## SELECTED EXCERPT
Regarding synchrotrons, beamline may also refer to the instrumentation that carries beams of synchrotron radiation to an experimental end station, which uses the radiation produced by the bending magnets and insertion devices in the storage ring of a synchrotron radiation facility. A typical application for this kind of beamline is crystallography, although many other techniques utilising synchrotron light exist.

At a large synchrotron facility there will be many beamlines, each optimised for a particular field of research. The differences will depend on the type of insertion device (which, in turn, determines the intensity and spectral distribution of the radiation); the beam conditioning equipment; and the experimental end station. A typical beamline at a modern synchrotron facility will be 25 to 100 m long from the storage ring to the end station, and may cost up to millions of US dollars. For this reason, a synchrotron facility is often built in stages, with the first few beamlines opening on day one of operation, and other beamlines being added later as the funding permits.

The beamline elements are located in radiation shielding enclosures, called hutches, which are the size of a small room (cabin). A typical beamline consists of two hutches, an optical hutch for the beam conditioning elements and an experimental hutch, which houses the experiment. Between hutches, the beam travels in a transport tube. Entrance to the hutches is forbidden when the beam shutter is open and radiation can enter the hutch. This is enforced by the use of elaborate safety systems with redundant interlocking functions, which make sure that no one is inside the hutch when the radiation is turned on. The safety system will also shut down the radiation beam if the door to the hutch is accidentally opened when the beam is on. In this case, the beam is dumped, meaning the stored beam is diverted into a target designed to absorb and contain its energy.

Elements that are used in beamlines by experimenters for conditioning the radiation beam between the storage ring and the end station include the following:

- Windows: windows are used to separate UHV and HV vacuum sections and to terminate the beamline. They are also used between UHV vacuum sections to provide protection from vacuum accidents. The foils used for the window membrane also attenuate the radiation spectrum in the region below 6KeV.
1- Beryllium Windows: Beryllium windows can be supplied cooled, or uncooled, with various sizes (and numbers) of window apertures. Windows are sized to suit specific requirements, however the maximum size of a window is determined by the foil thickness and pressure differential to be withstood. Windows can be supplied fitted with a range of beam entry/exit flange sizes to suite specific requirements.
2- CVD Diamond Windows: Chemical Vapour Deposition (CVD) Diamond offer extreme hardness, high thermal conductivity, chemical inertness, and high transparency over a very wide spectral range. Stronger and stiffer than Beryllium, with lower thermal expansion and lower toxicity, it is ideal for UHV isolation windows in X-ray beamlines. Windows can be supplied embedded in UHV flanges and with efficient water cooling.
3- Exit Windows: Vacuum exit windows come in a variety of materials including Beryllium and CVD diamond detailed above.

- Slits: Slits are used to define the beam either horizontally or vertically. They can be used in pairs to define the beam in both directions. the maximum aperture size is selected to suit specific requirements. Options include cooled (white beam operation) or uncooled (monochromatic beam operation) slits and phosphor coating on the upstream side of the slit to assist with beam location. There are four main type of slits: Blade Slits, High Heat Load Slits, Inline Slits, High Precision Slits.

## SUPPLIED DATA
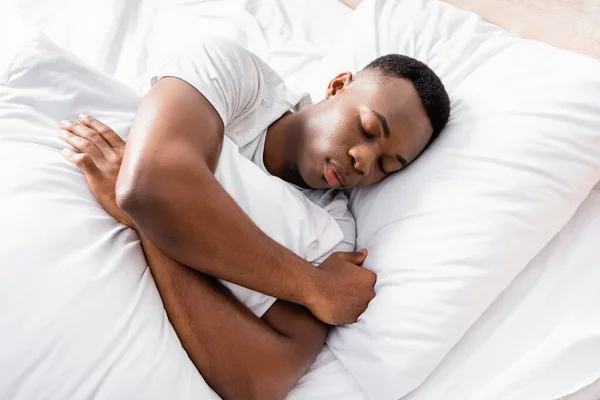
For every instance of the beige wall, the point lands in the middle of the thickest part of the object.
(570, 24)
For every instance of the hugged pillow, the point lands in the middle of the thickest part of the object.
(78, 303)
(447, 236)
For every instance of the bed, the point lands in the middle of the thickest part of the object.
(538, 338)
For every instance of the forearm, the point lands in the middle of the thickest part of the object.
(167, 186)
(200, 228)
(239, 355)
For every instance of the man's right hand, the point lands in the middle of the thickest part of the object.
(343, 289)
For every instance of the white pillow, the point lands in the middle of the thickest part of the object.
(80, 316)
(448, 235)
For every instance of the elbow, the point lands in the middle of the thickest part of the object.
(133, 199)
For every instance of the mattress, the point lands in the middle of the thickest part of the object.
(522, 347)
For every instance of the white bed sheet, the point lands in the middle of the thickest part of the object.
(519, 349)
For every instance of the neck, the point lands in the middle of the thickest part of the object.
(282, 145)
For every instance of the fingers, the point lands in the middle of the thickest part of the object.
(83, 161)
(81, 144)
(107, 134)
(88, 134)
(355, 257)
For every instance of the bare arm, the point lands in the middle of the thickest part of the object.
(239, 355)
(166, 185)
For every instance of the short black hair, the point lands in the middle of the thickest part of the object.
(429, 86)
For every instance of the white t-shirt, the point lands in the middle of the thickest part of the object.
(249, 96)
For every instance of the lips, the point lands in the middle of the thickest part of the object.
(334, 175)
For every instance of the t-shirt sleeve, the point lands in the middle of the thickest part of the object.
(226, 74)
(335, 202)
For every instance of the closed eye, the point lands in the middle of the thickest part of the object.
(366, 134)
(380, 164)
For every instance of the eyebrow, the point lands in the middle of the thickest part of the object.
(386, 134)
(383, 122)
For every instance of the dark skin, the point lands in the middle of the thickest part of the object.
(369, 127)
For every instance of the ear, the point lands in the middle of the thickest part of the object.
(338, 83)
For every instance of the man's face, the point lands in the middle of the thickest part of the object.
(367, 128)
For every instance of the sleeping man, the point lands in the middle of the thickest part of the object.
(370, 125)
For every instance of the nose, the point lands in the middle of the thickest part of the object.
(363, 157)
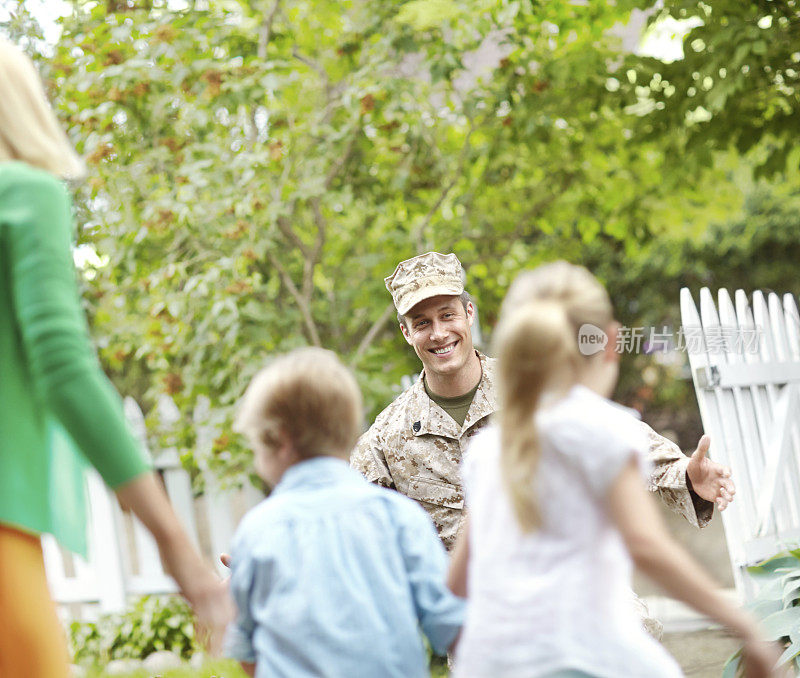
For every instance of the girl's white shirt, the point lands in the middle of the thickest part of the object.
(559, 597)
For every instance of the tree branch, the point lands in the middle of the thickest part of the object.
(372, 333)
(305, 308)
(266, 30)
(340, 163)
(313, 66)
(417, 236)
(288, 231)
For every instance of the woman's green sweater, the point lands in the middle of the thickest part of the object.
(57, 409)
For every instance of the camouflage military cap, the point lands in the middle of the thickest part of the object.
(425, 276)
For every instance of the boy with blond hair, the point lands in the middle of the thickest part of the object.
(332, 576)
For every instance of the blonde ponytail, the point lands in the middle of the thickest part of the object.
(533, 347)
(536, 348)
(29, 130)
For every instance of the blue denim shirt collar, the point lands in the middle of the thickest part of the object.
(316, 471)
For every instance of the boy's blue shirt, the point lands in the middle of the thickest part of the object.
(333, 576)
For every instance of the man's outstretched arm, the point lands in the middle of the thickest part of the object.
(689, 485)
(368, 458)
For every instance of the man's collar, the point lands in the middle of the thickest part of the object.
(428, 417)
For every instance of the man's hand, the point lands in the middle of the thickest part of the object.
(709, 480)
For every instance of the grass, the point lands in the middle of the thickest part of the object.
(211, 669)
(228, 669)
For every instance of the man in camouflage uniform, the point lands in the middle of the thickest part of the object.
(416, 443)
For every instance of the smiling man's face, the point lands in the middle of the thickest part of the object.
(439, 330)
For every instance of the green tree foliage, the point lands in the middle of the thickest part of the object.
(257, 168)
(736, 87)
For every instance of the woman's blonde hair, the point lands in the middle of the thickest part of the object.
(536, 344)
(307, 395)
(29, 130)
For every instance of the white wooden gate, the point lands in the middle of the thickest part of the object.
(745, 362)
(123, 558)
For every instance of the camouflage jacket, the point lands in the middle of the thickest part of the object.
(415, 447)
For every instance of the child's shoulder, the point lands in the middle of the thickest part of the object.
(584, 418)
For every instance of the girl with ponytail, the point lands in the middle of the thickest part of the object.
(558, 510)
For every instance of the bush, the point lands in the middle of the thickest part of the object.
(152, 624)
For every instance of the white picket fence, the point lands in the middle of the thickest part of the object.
(745, 363)
(123, 558)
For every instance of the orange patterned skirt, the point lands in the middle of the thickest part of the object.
(32, 642)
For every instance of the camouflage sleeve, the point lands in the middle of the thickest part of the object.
(368, 458)
(668, 478)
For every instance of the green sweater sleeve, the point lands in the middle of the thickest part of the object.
(65, 372)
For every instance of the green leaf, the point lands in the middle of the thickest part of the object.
(781, 624)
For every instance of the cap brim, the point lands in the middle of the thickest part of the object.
(426, 293)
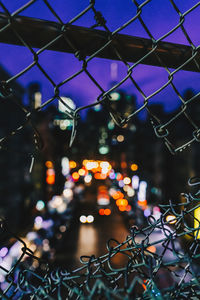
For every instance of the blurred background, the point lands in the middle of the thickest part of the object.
(76, 198)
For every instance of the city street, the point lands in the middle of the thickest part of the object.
(90, 239)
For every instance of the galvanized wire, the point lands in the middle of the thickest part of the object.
(10, 26)
(98, 277)
(170, 272)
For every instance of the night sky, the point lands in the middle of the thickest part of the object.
(159, 16)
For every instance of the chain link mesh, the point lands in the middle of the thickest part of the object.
(142, 272)
(11, 31)
(98, 278)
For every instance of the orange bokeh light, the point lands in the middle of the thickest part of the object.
(118, 195)
(142, 203)
(101, 211)
(107, 211)
(50, 179)
(49, 164)
(100, 176)
(119, 177)
(134, 167)
(75, 176)
(72, 164)
(128, 208)
(123, 165)
(121, 202)
(81, 172)
(122, 208)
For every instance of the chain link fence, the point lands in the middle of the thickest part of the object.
(97, 278)
(171, 273)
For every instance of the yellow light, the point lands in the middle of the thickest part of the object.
(197, 222)
(134, 167)
(127, 180)
(100, 176)
(121, 202)
(171, 219)
(83, 219)
(91, 165)
(120, 138)
(72, 164)
(50, 176)
(81, 172)
(118, 195)
(75, 176)
(104, 164)
(107, 211)
(123, 165)
(49, 164)
(85, 161)
(142, 203)
(119, 177)
(122, 208)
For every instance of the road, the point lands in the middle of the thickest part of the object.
(90, 239)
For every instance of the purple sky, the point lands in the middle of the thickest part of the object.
(159, 16)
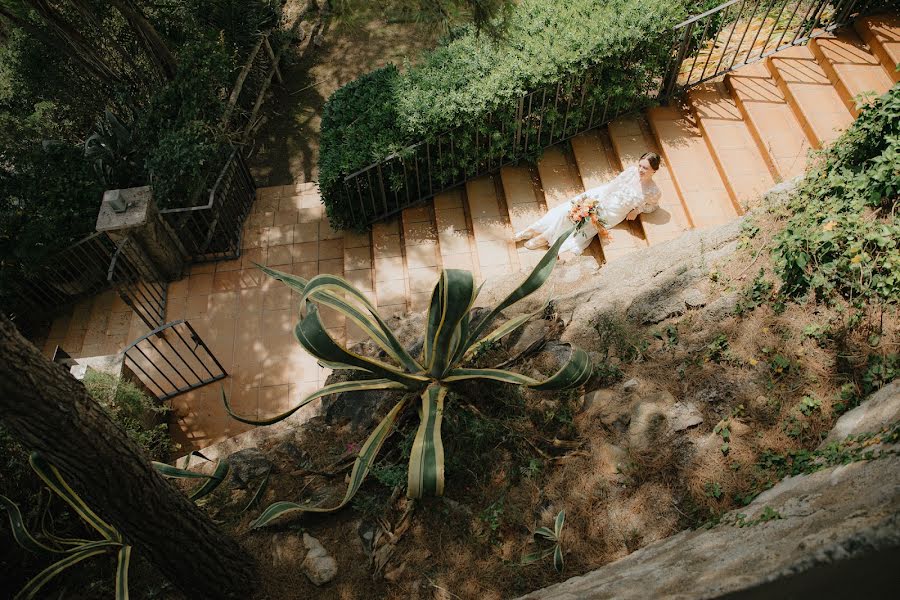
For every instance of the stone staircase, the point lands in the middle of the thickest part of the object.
(722, 146)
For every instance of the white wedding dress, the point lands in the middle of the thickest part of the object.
(615, 199)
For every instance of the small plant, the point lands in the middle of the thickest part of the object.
(451, 341)
(71, 551)
(554, 538)
(809, 404)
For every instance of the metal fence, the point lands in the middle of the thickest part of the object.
(731, 35)
(213, 231)
(173, 359)
(741, 32)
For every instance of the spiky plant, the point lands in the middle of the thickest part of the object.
(450, 341)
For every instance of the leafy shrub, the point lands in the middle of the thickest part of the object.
(842, 239)
(471, 84)
(133, 410)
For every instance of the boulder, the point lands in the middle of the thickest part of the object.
(319, 566)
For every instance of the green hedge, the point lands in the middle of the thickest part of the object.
(472, 84)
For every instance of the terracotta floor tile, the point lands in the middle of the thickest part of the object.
(422, 279)
(334, 266)
(278, 255)
(331, 248)
(251, 256)
(386, 246)
(390, 292)
(310, 214)
(357, 258)
(425, 255)
(327, 233)
(277, 298)
(305, 252)
(389, 268)
(306, 232)
(200, 285)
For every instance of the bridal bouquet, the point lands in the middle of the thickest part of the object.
(584, 212)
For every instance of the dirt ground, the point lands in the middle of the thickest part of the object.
(285, 148)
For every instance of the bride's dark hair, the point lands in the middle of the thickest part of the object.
(652, 158)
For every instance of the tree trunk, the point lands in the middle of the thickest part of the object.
(151, 40)
(51, 412)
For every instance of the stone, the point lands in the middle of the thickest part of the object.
(683, 416)
(880, 410)
(248, 465)
(287, 550)
(693, 298)
(319, 566)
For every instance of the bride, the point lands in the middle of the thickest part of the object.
(631, 193)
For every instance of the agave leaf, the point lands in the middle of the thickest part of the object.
(214, 480)
(575, 372)
(373, 325)
(41, 579)
(560, 521)
(455, 292)
(558, 562)
(426, 460)
(317, 341)
(51, 476)
(334, 388)
(501, 332)
(122, 564)
(367, 455)
(20, 531)
(532, 283)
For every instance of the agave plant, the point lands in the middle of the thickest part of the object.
(72, 550)
(451, 340)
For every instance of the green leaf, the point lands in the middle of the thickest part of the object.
(532, 283)
(426, 460)
(334, 388)
(51, 476)
(124, 560)
(20, 531)
(367, 455)
(84, 552)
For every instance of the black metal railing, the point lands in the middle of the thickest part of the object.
(138, 283)
(213, 230)
(76, 272)
(734, 34)
(173, 359)
(742, 32)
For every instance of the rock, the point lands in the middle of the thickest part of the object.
(693, 298)
(684, 415)
(287, 550)
(319, 566)
(248, 465)
(880, 410)
(720, 308)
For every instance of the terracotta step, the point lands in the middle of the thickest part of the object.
(630, 138)
(810, 94)
(851, 68)
(882, 34)
(525, 203)
(693, 169)
(744, 171)
(455, 240)
(422, 255)
(560, 181)
(598, 164)
(771, 121)
(391, 295)
(491, 231)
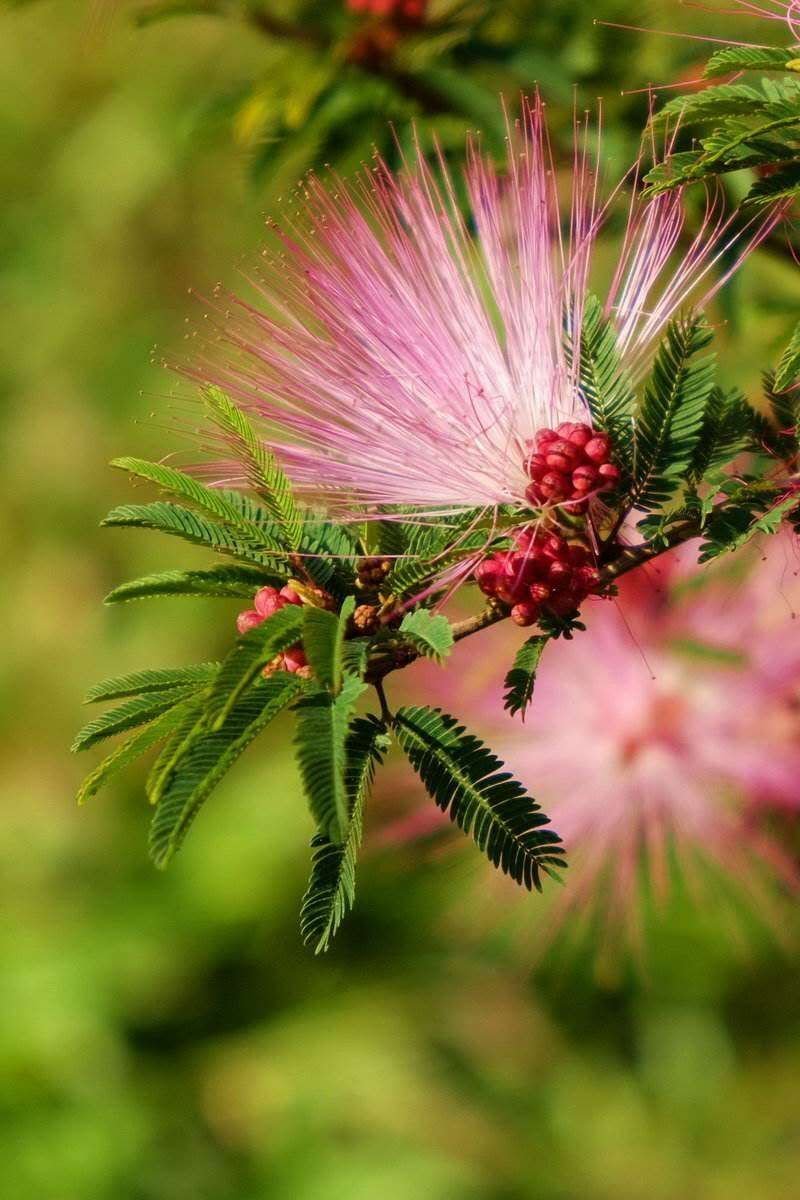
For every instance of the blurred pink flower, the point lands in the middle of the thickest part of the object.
(396, 357)
(662, 736)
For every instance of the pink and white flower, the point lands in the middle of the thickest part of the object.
(663, 739)
(398, 352)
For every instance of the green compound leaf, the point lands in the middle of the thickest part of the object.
(605, 382)
(323, 639)
(130, 715)
(468, 783)
(521, 679)
(128, 751)
(264, 472)
(140, 682)
(323, 726)
(253, 651)
(208, 756)
(669, 421)
(218, 581)
(331, 888)
(750, 58)
(431, 635)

## WORK TO COMPLETE
1) List the four main types of slits named in the beamline passage.
2) Please set down everything in the beamline passage from "Regarding synchrotrons, beamline" down to "synchrotron light exist.", word for word.

## PROBLEM SOLUTIONS
1) Blade Slits, High Heat Load Slits, Inline Slits, High Precision Slits

2)
Regarding synchrotrons, beamline may also refer to the instrumentation that carries beams of synchrotron radiation to an experimental end station, which uses the radiation produced by the bending magnets and insertion devices in the storage ring of a synchrotron radiation facility. A typical application for this kind of beamline is crystallography, although many other techniques utilising synchrotron light exist.